*** Input data Section Begins ***

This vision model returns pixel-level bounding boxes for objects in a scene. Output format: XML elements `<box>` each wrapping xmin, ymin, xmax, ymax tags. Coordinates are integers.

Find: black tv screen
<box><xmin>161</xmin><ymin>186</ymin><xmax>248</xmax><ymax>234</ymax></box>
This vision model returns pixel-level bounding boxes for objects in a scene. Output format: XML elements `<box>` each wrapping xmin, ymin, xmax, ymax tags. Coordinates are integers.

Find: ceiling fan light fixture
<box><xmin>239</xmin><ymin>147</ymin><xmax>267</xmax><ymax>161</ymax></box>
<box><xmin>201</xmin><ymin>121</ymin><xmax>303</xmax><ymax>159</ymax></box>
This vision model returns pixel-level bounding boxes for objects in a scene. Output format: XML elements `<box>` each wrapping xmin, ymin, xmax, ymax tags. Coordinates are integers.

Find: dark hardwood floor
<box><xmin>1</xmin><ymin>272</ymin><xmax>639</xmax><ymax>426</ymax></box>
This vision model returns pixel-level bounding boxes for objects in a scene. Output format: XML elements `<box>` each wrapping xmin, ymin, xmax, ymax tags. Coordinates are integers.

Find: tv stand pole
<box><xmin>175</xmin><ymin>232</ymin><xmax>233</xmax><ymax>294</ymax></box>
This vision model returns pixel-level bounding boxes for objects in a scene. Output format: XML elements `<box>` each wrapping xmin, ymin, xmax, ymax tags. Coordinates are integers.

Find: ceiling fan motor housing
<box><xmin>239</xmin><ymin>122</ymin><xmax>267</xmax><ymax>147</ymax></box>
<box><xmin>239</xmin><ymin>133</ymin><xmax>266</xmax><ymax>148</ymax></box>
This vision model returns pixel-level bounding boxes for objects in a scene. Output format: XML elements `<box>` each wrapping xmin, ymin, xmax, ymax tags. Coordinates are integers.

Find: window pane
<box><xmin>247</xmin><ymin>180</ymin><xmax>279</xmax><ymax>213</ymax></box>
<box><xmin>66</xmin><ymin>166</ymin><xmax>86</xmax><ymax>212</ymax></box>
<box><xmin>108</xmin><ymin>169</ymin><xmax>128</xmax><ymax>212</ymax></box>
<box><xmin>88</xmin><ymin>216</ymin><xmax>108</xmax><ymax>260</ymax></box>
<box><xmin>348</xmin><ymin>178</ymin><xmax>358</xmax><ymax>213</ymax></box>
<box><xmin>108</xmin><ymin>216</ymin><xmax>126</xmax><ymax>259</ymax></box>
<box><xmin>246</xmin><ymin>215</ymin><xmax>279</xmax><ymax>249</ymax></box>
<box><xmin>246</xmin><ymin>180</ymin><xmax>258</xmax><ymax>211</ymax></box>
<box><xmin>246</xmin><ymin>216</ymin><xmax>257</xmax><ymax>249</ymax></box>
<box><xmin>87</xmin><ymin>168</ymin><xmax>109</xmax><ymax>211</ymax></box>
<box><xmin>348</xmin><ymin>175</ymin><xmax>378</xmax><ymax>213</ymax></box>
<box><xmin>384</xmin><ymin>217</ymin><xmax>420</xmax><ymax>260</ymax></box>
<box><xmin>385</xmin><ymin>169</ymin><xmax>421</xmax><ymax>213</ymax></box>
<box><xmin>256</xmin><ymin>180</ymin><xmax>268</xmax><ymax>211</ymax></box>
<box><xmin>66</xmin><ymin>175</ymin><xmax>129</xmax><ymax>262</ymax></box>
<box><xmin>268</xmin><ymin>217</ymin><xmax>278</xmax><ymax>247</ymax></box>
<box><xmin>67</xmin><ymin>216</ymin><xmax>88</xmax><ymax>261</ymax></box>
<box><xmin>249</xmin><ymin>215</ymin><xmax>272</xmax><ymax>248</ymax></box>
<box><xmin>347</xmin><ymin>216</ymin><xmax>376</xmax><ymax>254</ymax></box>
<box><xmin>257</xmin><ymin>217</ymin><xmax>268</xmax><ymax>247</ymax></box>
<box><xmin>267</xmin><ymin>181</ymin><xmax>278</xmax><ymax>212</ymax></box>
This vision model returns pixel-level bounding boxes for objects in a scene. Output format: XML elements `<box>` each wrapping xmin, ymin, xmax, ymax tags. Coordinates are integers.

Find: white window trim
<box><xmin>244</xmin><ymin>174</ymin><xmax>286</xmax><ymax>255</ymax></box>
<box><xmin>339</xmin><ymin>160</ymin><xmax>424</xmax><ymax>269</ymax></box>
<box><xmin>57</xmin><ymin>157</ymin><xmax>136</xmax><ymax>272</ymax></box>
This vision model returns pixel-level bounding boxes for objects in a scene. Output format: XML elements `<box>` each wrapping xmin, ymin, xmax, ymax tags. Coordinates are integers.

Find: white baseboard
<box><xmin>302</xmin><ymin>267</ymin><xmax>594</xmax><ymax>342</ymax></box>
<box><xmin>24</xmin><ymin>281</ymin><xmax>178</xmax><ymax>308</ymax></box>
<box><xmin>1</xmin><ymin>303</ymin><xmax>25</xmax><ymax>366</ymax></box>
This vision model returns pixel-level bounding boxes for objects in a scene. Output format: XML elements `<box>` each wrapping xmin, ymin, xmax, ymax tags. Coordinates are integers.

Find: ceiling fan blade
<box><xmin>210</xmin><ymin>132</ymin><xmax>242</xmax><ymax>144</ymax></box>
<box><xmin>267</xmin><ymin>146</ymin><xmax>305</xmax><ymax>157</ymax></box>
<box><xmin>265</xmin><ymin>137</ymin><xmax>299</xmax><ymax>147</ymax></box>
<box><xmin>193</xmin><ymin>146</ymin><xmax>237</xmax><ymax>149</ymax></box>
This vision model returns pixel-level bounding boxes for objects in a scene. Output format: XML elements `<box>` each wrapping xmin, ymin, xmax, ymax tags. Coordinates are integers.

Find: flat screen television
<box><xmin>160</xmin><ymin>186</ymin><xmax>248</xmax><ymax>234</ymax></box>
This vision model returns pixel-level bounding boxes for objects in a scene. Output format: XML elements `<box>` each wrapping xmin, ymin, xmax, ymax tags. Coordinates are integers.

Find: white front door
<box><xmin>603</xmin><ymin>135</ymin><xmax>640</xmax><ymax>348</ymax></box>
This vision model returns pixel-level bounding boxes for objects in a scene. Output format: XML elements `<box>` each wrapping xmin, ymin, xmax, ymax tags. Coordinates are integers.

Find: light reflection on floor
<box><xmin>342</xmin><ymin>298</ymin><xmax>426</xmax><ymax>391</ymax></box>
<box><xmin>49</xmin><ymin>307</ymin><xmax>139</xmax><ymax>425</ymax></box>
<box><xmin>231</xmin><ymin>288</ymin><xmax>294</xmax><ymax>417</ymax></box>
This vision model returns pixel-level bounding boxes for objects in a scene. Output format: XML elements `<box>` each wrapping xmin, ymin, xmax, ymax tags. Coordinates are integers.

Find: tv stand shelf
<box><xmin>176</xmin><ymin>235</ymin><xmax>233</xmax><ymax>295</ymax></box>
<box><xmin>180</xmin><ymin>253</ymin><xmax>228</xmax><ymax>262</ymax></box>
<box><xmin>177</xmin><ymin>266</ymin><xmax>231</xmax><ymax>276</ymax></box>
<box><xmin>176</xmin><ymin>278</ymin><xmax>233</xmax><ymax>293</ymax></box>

*** Input data Section Ends ***

[Your goal]
Output the data exactly, in full.

[Response]
This vision model returns pixel-level bounding boxes for objects in a scene. Output format: XML elements `<box>` each wrapping xmin, ymin, xmax, ymax tags. Coordinates are integers.

Find: black tv screen
<box><xmin>161</xmin><ymin>186</ymin><xmax>248</xmax><ymax>234</ymax></box>
This vision model returns pixel-level bounding boxes for objects in a scene. Output format: XML elements `<box>` each wrapping xmin, ymin, xmax, ymax tags. Coordinates are integers.

Find: ceiling fan light fixture
<box><xmin>239</xmin><ymin>147</ymin><xmax>267</xmax><ymax>161</ymax></box>
<box><xmin>201</xmin><ymin>121</ymin><xmax>303</xmax><ymax>159</ymax></box>
This vision model returns pixel-level bounding boxes for objects in a scene. Output format: XML elements `<box>` each wrapping xmin, ymin, xmax, ymax tags. Coordinates are integers.

Find: dark hardwood floor
<box><xmin>1</xmin><ymin>272</ymin><xmax>639</xmax><ymax>426</ymax></box>
This vision model returns pixel-level bounding boxes for objects in a scene. Output format: XML elements `<box>` each wrapping xmin, ymin, xmax, ymax tags. Coordinates are integers.

Find: tv stand pole
<box><xmin>175</xmin><ymin>232</ymin><xmax>233</xmax><ymax>294</ymax></box>
This vision model returns pixel-level bounding boxes for objects in a scene. Output format: XML elements `<box>` each wrapping xmin, ymin, xmax, ymax tags. Coordinates are integers.

Find: ceiling fan motor housing
<box><xmin>239</xmin><ymin>122</ymin><xmax>267</xmax><ymax>147</ymax></box>
<box><xmin>239</xmin><ymin>133</ymin><xmax>266</xmax><ymax>148</ymax></box>
This vision model returns pixel-level bounding boxes for objects in a scene. Output format: XML elements `<box>` each wrapping xmin, ymin, xmax, ymax tags. Coordinates are integers.

Find: window pane
<box><xmin>247</xmin><ymin>180</ymin><xmax>279</xmax><ymax>213</ymax></box>
<box><xmin>66</xmin><ymin>166</ymin><xmax>86</xmax><ymax>212</ymax></box>
<box><xmin>108</xmin><ymin>169</ymin><xmax>128</xmax><ymax>212</ymax></box>
<box><xmin>88</xmin><ymin>216</ymin><xmax>108</xmax><ymax>260</ymax></box>
<box><xmin>348</xmin><ymin>178</ymin><xmax>358</xmax><ymax>213</ymax></box>
<box><xmin>108</xmin><ymin>216</ymin><xmax>126</xmax><ymax>259</ymax></box>
<box><xmin>246</xmin><ymin>215</ymin><xmax>279</xmax><ymax>249</ymax></box>
<box><xmin>246</xmin><ymin>180</ymin><xmax>258</xmax><ymax>211</ymax></box>
<box><xmin>246</xmin><ymin>216</ymin><xmax>257</xmax><ymax>249</ymax></box>
<box><xmin>87</xmin><ymin>168</ymin><xmax>109</xmax><ymax>211</ymax></box>
<box><xmin>348</xmin><ymin>175</ymin><xmax>378</xmax><ymax>213</ymax></box>
<box><xmin>384</xmin><ymin>217</ymin><xmax>420</xmax><ymax>260</ymax></box>
<box><xmin>385</xmin><ymin>169</ymin><xmax>421</xmax><ymax>213</ymax></box>
<box><xmin>256</xmin><ymin>180</ymin><xmax>268</xmax><ymax>211</ymax></box>
<box><xmin>66</xmin><ymin>175</ymin><xmax>129</xmax><ymax>262</ymax></box>
<box><xmin>268</xmin><ymin>217</ymin><xmax>278</xmax><ymax>247</ymax></box>
<box><xmin>67</xmin><ymin>216</ymin><xmax>88</xmax><ymax>261</ymax></box>
<box><xmin>249</xmin><ymin>215</ymin><xmax>272</xmax><ymax>248</ymax></box>
<box><xmin>347</xmin><ymin>216</ymin><xmax>376</xmax><ymax>254</ymax></box>
<box><xmin>257</xmin><ymin>217</ymin><xmax>268</xmax><ymax>247</ymax></box>
<box><xmin>267</xmin><ymin>181</ymin><xmax>278</xmax><ymax>212</ymax></box>
This vision model returns pixel-level bounding boxes for objects in a scene. Output format: XML elements `<box>` each wrapping xmin, ymin, xmax, ymax tags. Coordinates are integers.

Find: white window trim
<box><xmin>244</xmin><ymin>174</ymin><xmax>286</xmax><ymax>255</ymax></box>
<box><xmin>339</xmin><ymin>160</ymin><xmax>424</xmax><ymax>269</ymax></box>
<box><xmin>57</xmin><ymin>157</ymin><xmax>136</xmax><ymax>272</ymax></box>
This vision model returns pixel-level bounding boxes for objects in a scene. Output format: XML elements `<box>` each wrapping xmin, ymin, xmax, ymax tags. Coordinates are integers.

Find: white baseboard
<box><xmin>302</xmin><ymin>267</ymin><xmax>594</xmax><ymax>342</ymax></box>
<box><xmin>24</xmin><ymin>281</ymin><xmax>178</xmax><ymax>308</ymax></box>
<box><xmin>1</xmin><ymin>303</ymin><xmax>25</xmax><ymax>366</ymax></box>
This vision model returns pixel-level bounding boxes for objects in a scene. Output format: XML elements `<box>` each wrapping xmin, ymin, xmax, ymax tags. Coordinates are integers.

Find: ceiling fan blade
<box><xmin>210</xmin><ymin>132</ymin><xmax>242</xmax><ymax>144</ymax></box>
<box><xmin>267</xmin><ymin>146</ymin><xmax>305</xmax><ymax>157</ymax></box>
<box><xmin>265</xmin><ymin>137</ymin><xmax>299</xmax><ymax>147</ymax></box>
<box><xmin>193</xmin><ymin>146</ymin><xmax>237</xmax><ymax>149</ymax></box>
This vision model returns pixel-level bounding boxes for objects in a scene. Output format: XML elements `<box>` each wrapping xmin, ymin, xmax, ymax tags. Coordinates are integers.

Find: flat screen television
<box><xmin>160</xmin><ymin>186</ymin><xmax>248</xmax><ymax>234</ymax></box>
This vision model returns pixel-level bounding boxes for objects in a scene. Output format: XML elements `<box>` each wrapping xmin, ymin, xmax, ymax tags. Coordinates are integers.

Find: white front door
<box><xmin>603</xmin><ymin>135</ymin><xmax>640</xmax><ymax>348</ymax></box>
This vision model returns pixel-level bounding boxes for objects in a scene. Output format: XML elements `<box>` each wrapping xmin, ymin, xmax, ymax tags. Coordinates are integers.

Find: light reflection on floor
<box><xmin>342</xmin><ymin>298</ymin><xmax>426</xmax><ymax>391</ymax></box>
<box><xmin>49</xmin><ymin>307</ymin><xmax>139</xmax><ymax>425</ymax></box>
<box><xmin>231</xmin><ymin>288</ymin><xmax>294</xmax><ymax>417</ymax></box>
This vision model returns pixel-level bounding boxes for objects in a scene. Output format: XML elements `<box>` each wrapping xmin, ymin, xmax, ymax tags. Coordinates are integers.

Find: tv stand shelf
<box><xmin>176</xmin><ymin>235</ymin><xmax>233</xmax><ymax>295</ymax></box>
<box><xmin>180</xmin><ymin>253</ymin><xmax>228</xmax><ymax>262</ymax></box>
<box><xmin>177</xmin><ymin>266</ymin><xmax>231</xmax><ymax>276</ymax></box>
<box><xmin>176</xmin><ymin>278</ymin><xmax>233</xmax><ymax>293</ymax></box>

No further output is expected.